(Задания к выполнению):
1. Какого числа, согласно тексту о спорах ЧК и наркомата юстиции, Дзержинский арестовал членов Союза защиты Учредительного собрания?
2. Продолжите текст о спорах ЧК и наркомата юстиции, начав сразу после его последнего предложения.

(Фрагмент текста):
/---

Зная, по-видимому, что Ленин его поддержит, Дзержинский не выполнил этих распоряжений. 19 декабря он арестовал членов Союза защиты Учредительного собрания. Узнав об этом, Штейнберг тут же издал приказ об освобождении заключенных. В тот же вечер спорный вопрос был включен в повестку заседания Совнаркома. Кабинет встал на сторону Дзержинского и объявил Штейнбергу выговор за освобождение людей, арестованных ЧК45. Но Штейнберга не остановило это поражение, и он обратился в Совнарком с просьбой урегулировать отношение между наркоматом юстиции и ЧК, представив проект резолюции «О компетенции комиссариата юстиции»46. В соответствии с этим документом ЧК запрещалось производить политические аресты без предварительной санкции наркомюста. Ленин и другие члены кабинета поддержали предложение Штейнберга, так как в этот момент большевики не хотели портить отношения с левыми эсерами. В принятой резолюции было сказано, что на всех ордерах на аресты, «имеющие выдающееся политическое значение», должны стоять подпись наркома юстиции. По-видимому, остальные, менее важные аресты были оставлены на усмотрение ЧК.

\---

Записи аннотаций:
/---

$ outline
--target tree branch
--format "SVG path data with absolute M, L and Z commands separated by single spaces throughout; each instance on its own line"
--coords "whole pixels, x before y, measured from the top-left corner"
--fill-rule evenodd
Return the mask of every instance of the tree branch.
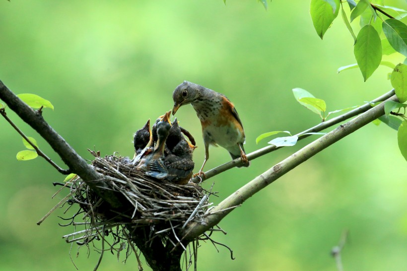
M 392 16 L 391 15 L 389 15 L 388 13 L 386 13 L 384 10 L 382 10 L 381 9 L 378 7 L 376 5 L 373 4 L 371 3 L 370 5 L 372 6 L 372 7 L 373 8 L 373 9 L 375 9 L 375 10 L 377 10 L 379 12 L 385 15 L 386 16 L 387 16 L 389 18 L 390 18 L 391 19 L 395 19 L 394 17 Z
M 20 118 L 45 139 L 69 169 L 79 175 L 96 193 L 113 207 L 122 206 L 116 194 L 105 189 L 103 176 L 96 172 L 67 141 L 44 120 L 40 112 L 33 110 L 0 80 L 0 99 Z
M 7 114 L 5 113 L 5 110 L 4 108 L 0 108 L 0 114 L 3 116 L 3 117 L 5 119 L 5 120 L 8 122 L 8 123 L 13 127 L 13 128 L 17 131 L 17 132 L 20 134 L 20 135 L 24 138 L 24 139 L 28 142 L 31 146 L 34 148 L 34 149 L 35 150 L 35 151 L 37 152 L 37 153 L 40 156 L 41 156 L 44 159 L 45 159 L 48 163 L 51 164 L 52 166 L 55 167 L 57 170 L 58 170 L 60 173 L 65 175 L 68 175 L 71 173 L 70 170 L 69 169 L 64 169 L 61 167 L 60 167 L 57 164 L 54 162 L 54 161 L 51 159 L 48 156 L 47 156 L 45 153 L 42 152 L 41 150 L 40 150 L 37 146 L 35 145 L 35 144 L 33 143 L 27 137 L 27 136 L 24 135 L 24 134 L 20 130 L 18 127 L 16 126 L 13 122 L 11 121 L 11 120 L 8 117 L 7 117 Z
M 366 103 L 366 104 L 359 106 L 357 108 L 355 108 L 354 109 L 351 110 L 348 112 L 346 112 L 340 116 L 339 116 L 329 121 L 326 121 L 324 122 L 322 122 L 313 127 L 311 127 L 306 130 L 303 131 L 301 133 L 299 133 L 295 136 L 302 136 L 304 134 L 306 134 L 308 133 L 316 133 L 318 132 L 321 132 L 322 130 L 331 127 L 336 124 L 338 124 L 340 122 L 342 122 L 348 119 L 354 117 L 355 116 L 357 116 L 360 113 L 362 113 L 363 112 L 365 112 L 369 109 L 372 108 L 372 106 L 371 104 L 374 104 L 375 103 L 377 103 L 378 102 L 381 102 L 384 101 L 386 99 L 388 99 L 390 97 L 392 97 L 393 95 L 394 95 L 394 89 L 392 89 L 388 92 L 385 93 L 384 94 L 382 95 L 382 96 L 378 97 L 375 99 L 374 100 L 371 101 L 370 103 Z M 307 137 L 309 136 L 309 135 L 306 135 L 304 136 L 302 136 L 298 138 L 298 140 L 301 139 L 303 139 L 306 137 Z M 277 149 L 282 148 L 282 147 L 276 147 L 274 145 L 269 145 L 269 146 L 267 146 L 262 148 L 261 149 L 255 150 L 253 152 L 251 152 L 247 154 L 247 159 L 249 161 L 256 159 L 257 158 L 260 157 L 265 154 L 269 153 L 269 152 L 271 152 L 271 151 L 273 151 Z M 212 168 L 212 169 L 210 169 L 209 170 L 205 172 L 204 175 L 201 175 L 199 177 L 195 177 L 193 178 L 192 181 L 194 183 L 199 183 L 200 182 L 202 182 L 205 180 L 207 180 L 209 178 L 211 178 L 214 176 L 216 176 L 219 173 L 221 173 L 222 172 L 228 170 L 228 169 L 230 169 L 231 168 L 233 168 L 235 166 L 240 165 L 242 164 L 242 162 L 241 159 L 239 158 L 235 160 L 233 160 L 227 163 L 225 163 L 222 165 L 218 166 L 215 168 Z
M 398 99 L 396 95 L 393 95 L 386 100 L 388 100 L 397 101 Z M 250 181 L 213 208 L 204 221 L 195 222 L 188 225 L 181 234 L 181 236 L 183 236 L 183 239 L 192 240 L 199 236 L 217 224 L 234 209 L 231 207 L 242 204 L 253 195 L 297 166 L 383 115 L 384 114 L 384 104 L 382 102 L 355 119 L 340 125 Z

\---

(Ожидаемые ответы):
1. 19 декабря.

2.
Но даже и эта довольно сомнительная уступка была почти сразу нейтрализована. Спустя два дня Совнарком, скорее всего в ответ на жалобы Дзержинского, принял совсем другую резолюцию. Подтверждая, что ЧК является следственной организацией, она запрещала наркомату юстиции и другим ведомствам вмешиваться в осуществляемые ею аресты политических лидеров. ЧК вменялось в обязанность информировать о своих действиях постфактум наркоматы юстиции и внутренних дел. Ленин добавил еще разъяснение, что арестованных надлежит либо направлять в суд, либо освобождать47. На следующий день ЧК арестовала центр, руководивший забастовкой служащих в Петрограде48.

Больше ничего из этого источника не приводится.